## MATERIAL FOR THIS EXERCISE
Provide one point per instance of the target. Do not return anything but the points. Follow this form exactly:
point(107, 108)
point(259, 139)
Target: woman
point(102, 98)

## AIM
Copy the listing above in full, requests included. Multiply each point coordinate in the answers by 1.8 and round to the nearest whole number, rounding halves up. Leave the numbers in the requests and their sample lines as they are.

## ANSWER TO THE TASK
Provide one point per instance of the target. Do not return anything but the points. Follow this form exactly:
point(107, 108)
point(259, 139)
Target: woman
point(184, 176)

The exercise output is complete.